> _Task item_
Reproduce the listing that follows, line for line.

> _Input_
======

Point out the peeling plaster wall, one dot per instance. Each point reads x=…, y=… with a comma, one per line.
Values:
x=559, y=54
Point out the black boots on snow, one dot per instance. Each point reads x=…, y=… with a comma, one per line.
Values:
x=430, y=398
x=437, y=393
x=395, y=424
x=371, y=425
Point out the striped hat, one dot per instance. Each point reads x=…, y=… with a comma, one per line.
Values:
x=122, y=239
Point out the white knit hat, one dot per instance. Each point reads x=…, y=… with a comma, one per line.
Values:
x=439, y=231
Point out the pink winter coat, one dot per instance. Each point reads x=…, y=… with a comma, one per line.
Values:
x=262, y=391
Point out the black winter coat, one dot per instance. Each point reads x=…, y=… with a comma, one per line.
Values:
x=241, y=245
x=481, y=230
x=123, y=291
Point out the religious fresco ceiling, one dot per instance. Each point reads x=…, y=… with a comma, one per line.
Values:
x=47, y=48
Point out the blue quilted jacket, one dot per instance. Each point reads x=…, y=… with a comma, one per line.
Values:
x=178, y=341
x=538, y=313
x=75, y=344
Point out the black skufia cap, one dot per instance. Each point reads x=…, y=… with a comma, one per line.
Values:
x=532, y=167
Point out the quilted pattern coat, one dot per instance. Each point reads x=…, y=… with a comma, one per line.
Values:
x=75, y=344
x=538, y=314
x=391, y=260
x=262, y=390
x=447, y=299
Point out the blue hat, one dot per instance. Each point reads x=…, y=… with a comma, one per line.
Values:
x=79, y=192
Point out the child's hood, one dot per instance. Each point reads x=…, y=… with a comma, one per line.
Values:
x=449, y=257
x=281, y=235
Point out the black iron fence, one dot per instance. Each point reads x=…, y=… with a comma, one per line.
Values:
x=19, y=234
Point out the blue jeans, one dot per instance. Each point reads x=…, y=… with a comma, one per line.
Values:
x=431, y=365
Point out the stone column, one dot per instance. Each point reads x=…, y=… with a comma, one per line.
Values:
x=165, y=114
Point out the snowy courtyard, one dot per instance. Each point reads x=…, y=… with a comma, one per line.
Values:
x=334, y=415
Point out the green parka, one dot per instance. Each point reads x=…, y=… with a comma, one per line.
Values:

======

> _Result of this exercise_
Point out the peeling plaster wall, one dot per instance. Each point reads x=…, y=… with a comma, one per line.
Values:
x=559, y=54
Point out the black boots on snow, one dot per instance. Each point reads x=…, y=… with a comma, one per line.
Values:
x=430, y=398
x=437, y=393
x=395, y=424
x=371, y=425
Point out the striped hat, one dot per instance. Each point reads x=…, y=… with a comma, one per line.
Values:
x=122, y=239
Point out the white knit hat, one dot per instance. Each point reads x=…, y=… with a comma, one per line.
Values:
x=439, y=231
Point out the pink winter coat, one dot per instance. Each point reads x=…, y=… with a comma, one per line.
Values:
x=262, y=391
Point out the black winter coat, one dot per instance. Each point reads x=…, y=… with a comma, one per line.
Values:
x=241, y=245
x=481, y=230
x=123, y=291
Point out the religious fresco ceiling, one dot per instance. Each point reads x=…, y=… with a comma, one per line.
Values:
x=47, y=48
Point out the blue quilted jacket, one dot per instance. Each point reads x=…, y=… with a comma, one per line.
Values:
x=178, y=341
x=538, y=313
x=75, y=344
Point out the black skufia cap, one dot per instance. Each point reads x=…, y=… with a comma, one per line.
Values:
x=532, y=167
Point out the quilted pattern coat, one dot per instance. Each point reads x=…, y=… with a comma, one per line.
Values:
x=75, y=344
x=538, y=314
x=391, y=260
x=262, y=390
x=447, y=299
Point out the blue hat, one dot per instance. Each point reads x=…, y=… with a comma, one per line.
Values:
x=79, y=192
Point out the child's hood, one dot per instance. Each point reads x=…, y=… with a comma, one per line.
Values:
x=449, y=257
x=281, y=235
Point out the black iron fence, one dot per instance. Each point reads x=…, y=… with a comma, one per line.
Values:
x=19, y=234
Point out the blue jeans, one dot per instance. Each point reads x=…, y=… with a comma, one per line.
Values:
x=431, y=365
Point out the stone column, one dot per instance. Each point reads x=…, y=… with a comma, one per line.
Values:
x=165, y=114
Point out the snowy courtyard, one dot per instance. Each point reads x=…, y=… with a comma, one per line.
Values:
x=334, y=415
Point out the green parka, one dot per instance. Each point reads x=…, y=… with a comma, one per line.
Values:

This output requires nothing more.